Provided passage

○ ○ ○ ○ ○ ○ ○

A collaborative study reveals the distinct mechanisms by which plants and animals respond to climate change in their life-cycle phenology. This research, led by Piao Shilong's team and Zhang Yao's team from the Institute of Carbon Neutrality at Peking University, provides comprehensive global-scale evidence on the asynchronous phenological changes between plants and animals.

Climate change has altered the timing of recurring biological cycles in both plants and animals. Asynchrony in phenological changes between plants and animals can disrupt trophic interactions, such as food chains, and ultimately threaten ecosystem stability and functionality.

While numerous phenological observations have been documented for plants and animals, most studies have been limited to regional or national scales. This research, now in Nature Ecology & Evolution, synthesizes phenological observations on a global scale, offering critical insights into the impact of climate change on phenological synchrony across landscapes.

The research team compiled a global phenological dataset, encompassing 451,956 plant phenological time series (covering 1,629 species or genera across 248 events) and 43,857 animal phenological time series (covering 949 species or genera across 432 events).

○ ○ ○ ○ ○ ○ ○

(Records from a data collection)
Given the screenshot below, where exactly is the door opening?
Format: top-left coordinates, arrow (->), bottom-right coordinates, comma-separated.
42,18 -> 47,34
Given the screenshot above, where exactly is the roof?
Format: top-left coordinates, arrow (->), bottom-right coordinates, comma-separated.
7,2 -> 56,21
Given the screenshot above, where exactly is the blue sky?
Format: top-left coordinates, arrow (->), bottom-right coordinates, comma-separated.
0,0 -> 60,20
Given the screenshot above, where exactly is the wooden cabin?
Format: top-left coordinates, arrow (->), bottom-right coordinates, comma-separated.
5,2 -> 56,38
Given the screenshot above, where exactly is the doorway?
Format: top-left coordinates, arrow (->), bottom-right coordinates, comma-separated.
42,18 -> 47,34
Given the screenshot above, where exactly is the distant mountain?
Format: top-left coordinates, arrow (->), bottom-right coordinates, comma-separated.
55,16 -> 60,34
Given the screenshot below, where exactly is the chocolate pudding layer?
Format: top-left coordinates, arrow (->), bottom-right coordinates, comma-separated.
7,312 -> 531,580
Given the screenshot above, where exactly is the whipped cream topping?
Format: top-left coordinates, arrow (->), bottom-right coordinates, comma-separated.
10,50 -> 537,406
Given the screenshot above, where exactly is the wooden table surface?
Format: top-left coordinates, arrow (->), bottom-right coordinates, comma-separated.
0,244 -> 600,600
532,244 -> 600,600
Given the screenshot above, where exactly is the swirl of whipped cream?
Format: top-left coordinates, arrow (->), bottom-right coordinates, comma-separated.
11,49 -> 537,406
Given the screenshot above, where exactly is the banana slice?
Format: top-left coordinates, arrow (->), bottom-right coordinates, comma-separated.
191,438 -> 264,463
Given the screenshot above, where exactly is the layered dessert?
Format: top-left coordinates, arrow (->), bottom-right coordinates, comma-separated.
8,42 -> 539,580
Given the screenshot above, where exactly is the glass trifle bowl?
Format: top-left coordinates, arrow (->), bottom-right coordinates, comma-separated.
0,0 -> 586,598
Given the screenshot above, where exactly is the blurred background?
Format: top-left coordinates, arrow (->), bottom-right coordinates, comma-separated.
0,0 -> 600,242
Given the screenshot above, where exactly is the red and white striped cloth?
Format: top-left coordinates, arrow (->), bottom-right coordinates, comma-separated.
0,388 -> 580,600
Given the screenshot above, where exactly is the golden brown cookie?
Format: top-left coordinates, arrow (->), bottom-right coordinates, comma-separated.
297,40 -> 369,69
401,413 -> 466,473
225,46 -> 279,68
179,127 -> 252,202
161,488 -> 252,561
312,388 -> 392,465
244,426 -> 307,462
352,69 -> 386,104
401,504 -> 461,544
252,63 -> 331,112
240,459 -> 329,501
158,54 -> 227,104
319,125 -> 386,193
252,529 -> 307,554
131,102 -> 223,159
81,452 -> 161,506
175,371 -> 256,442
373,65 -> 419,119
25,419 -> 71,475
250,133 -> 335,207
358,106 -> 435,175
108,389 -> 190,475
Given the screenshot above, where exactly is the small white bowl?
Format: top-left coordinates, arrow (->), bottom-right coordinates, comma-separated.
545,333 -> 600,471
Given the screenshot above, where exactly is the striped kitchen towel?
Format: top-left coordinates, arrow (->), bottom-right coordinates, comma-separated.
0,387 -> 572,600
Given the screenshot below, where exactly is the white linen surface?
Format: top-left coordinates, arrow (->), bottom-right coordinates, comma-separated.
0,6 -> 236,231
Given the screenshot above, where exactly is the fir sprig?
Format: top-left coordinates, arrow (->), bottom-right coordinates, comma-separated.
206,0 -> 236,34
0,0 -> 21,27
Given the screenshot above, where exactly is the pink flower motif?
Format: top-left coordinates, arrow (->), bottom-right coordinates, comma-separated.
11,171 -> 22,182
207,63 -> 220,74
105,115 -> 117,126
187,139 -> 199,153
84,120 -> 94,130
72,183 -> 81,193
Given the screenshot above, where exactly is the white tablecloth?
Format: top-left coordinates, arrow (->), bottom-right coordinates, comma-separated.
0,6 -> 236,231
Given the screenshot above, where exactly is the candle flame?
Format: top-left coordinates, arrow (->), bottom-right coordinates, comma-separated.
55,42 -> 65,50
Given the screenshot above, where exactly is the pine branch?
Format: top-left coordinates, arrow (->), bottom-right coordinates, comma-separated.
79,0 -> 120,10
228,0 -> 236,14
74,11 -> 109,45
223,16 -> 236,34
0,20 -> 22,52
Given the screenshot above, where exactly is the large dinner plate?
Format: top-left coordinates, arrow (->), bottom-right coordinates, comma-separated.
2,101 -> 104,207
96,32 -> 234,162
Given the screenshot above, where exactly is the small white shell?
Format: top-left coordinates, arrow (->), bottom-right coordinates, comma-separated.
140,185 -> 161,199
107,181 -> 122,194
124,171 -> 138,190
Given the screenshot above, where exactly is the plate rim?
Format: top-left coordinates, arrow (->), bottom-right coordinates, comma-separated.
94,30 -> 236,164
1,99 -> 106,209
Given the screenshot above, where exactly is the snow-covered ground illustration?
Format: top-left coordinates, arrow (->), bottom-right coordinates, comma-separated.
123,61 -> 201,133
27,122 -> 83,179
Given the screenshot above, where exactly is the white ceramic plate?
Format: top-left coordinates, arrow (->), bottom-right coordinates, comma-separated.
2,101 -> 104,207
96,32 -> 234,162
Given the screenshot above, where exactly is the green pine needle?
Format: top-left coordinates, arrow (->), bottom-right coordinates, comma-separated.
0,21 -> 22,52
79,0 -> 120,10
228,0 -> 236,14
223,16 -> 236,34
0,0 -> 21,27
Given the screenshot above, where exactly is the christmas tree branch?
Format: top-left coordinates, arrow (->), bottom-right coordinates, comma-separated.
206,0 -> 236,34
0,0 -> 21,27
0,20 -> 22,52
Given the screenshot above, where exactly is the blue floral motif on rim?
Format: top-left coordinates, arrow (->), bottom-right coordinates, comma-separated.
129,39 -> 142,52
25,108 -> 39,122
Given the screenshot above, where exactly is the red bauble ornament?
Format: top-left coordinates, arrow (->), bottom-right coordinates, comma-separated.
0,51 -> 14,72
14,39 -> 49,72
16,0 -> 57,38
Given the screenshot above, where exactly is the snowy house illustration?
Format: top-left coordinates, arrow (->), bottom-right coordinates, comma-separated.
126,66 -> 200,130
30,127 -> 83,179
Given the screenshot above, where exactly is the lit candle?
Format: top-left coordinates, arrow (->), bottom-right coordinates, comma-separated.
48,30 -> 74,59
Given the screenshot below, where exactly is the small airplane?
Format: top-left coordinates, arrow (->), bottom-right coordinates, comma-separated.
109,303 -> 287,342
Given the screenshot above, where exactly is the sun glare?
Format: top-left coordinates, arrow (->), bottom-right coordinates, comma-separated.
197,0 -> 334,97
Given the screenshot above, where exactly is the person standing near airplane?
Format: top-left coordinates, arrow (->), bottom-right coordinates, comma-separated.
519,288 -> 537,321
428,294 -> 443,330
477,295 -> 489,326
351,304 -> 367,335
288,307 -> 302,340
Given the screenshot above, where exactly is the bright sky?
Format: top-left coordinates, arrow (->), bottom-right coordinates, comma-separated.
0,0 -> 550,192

○ ○ ○ ○ ○ ○ ○

Try it
Continue the text on plant and animal phenology under climate change, picking up right after its last sentence.

Answer
The later the plant phenophase, the more it advances over time: Analysis indicates that plant phenophases during spring and summer predominantly advanced with shortened intervals between consecutive events. Nearly 30% of spring-summer phenological shifts in plants are influenced by prior events, creating a time-dependent response where warming effects accumulate and amplify over seasons.

Animals show less pronounced phenological changes at the start of the active season than plants: Animals show no consistent time-dependent trends across different phenological events. The first occurrences of Aves, Mammalia and Amphibia are delayed at various rates, while that for Insecta exhibits a slight advancement rate. These shifts are much weaker than spring leafing or flowering of plants.

Temporal dependency of phenophases in plants: The research found a strong temporal linkage between neighboring plant phenophases during spring and summer, with a clear trend towards shortening of intervals, potentially due to the increased plant productivity caused by warming and carbon dioxide fertilization, shortening the time required to produce foliage, flowers or fruits.

This study underscores the intrinsic connections between phenological events in plants and the contrasting mechanisms in animals, shedding light on the increasing asynchrony caused by climate change. The overall advancement of late-season phenophases for plants is more significant than that for animals.

Such discrepancies may indicate different (relative importance of) external and internal drivers for plant and animal phenology. The findings provide a new perspective for understanding trophic-level mismatches and predicting ecosystem stability under ongoing global warming.